> _PASSAGE TO READ_:

□ □ □ □ □ □ □

Head pains have always been with us. Zeus, the greatest of the Greek Gods, was beset by a tremendous headache after swallowing Metis, the goddess of wisdom, with whom he had conceived a child. His pain was only relieved when Prometheus cleaved his head open with an axe, and the goddess Athena emerged, fully formed, from within his skull: truly, the archetypal ‘splitting headache’.

Most head pains are more humdrum, and less debilitating, but many headaches can be disabling, and a very few portend significant brain problems, so it is a symptom always worth taking seriously.

Headaches are classified according the International Classification of Headache Disorders. The first edition, published in 1988, was the brainchild of the great Danish headache expert Jes Olesen. We are now on version 3-beta. The ICHD divides headaches into primary headache disorders, and secondary headache disorders. Primary headache disorders are conditions with independent pathophysiological mechanisms, to which people are genetically or constitutionally prone; the commonest primary headache is tension-type headache; the commonest debilitating primary headache is migraine. Secondary headache disorders are conditions in which head pain arises from pain-sensitive structures in or around the head, such as the eyes, the sinuses and the neck, or from more generalised problems such as infections or metabolic disturbances. A few of the secondary headache disorders – such as those caused by brain tumours, meningitis, or stroke – are serious, but fortunately these are rare. Even in A&E Departments, only 1 in 50 patients who present with a headache has such a serious underlying cause; most have primary headaches, and most of those are migraines.

So if you have a headache, how do you know what is causing it? The answer is most often in the nature and pattern of the pain, and the associated symptoms. Migraines, for example, tend to be one-sided throbbing headaches, associated with nausea, and/or sensitivity to lights, noises, and movement. Cluster headache (a particularly horrible primary headache disorder variously known as the alarm clock headache (for its tendency to wake people at the same time every night) or the suicide headache (for obvious reasons)) is invariably one-sided, excruciatingly severe, and typically a watering eye, runny nose, and drooping or swelling of the eyelid on the side of the attack.

Headaches due to serious causes often come suddenly out of nowhere (proverbially “like being hit over the head with a baseball bat”), or build up steadily and insidiously without remitting. It is always worth taking new headaches seriously, particularly if they behave like this, or if they are associated with fever, neck stiffness, rash, weakness, or disturbance of vision.

In future blogs I will go into more detail about the some of the more common, and more serious headaches. For now, I will leave you with Ian Fleming, an inveterate headache sufferer, who could not resist, at least once (in the novel Moonraker), saddling James Bond with a headache “sitting over his right eye as if it had been nailed there”. Too many martinis, 007?

□ □ □ □ □ □ □

> _EXCERPTED DATA_:
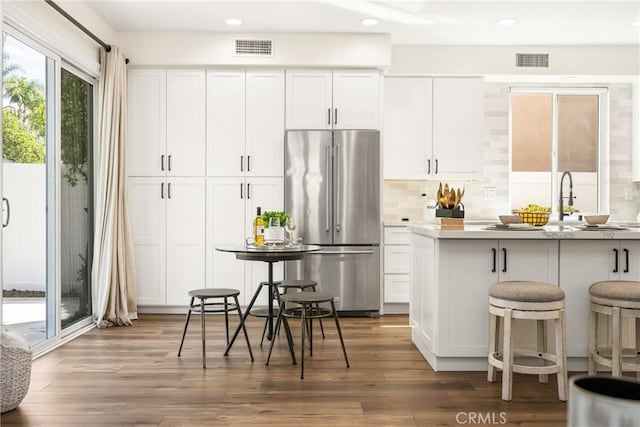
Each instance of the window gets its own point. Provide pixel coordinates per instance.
(553, 131)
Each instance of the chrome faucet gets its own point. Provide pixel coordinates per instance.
(570, 202)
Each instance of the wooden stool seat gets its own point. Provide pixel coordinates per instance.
(308, 308)
(617, 299)
(203, 307)
(534, 301)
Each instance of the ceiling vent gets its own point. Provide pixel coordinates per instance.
(253, 47)
(540, 60)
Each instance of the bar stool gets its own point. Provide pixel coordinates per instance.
(204, 307)
(526, 300)
(301, 285)
(618, 299)
(308, 308)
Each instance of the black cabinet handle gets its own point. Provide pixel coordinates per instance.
(626, 258)
(6, 201)
(495, 256)
(504, 258)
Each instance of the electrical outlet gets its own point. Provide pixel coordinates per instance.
(489, 193)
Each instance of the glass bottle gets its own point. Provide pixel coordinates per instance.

□ □ □ □ □ □ □

> _INSTRUCTIONS_:
1 > According to the passage on headaches, in what year was the first edition of the International Classification of Headache Disorders published?
2 > Write out, word for word, everything in the passage on headaches from "Headaches due to" down to "many martinis, 007?".
The lines above aren't needed for anything here.

> _RESULTS IN ORDER_:
1 > 1988

2 >
Headaches due to serious causes often come suddenly out of nowhere (proverbially “like being hit over the head with a baseball bat”), or build up steadily and insidiously without remitting. It is always worth taking new headaches seriously, particularly if they behave like this, or if they are associated with fever, neck stiffness, rash, weakness, or disturbance of vision.

In future blogs I will go into more detail about the some of the more common, and more serious headaches. For now, I will leave you with Ian Fleming, an inveterate headache sufferer, who could not resist, at least once (in the novel Moonraker), saddling James Bond with a headache “sitting over his right eye as if it had been nailed there”. Too many martinis, 007?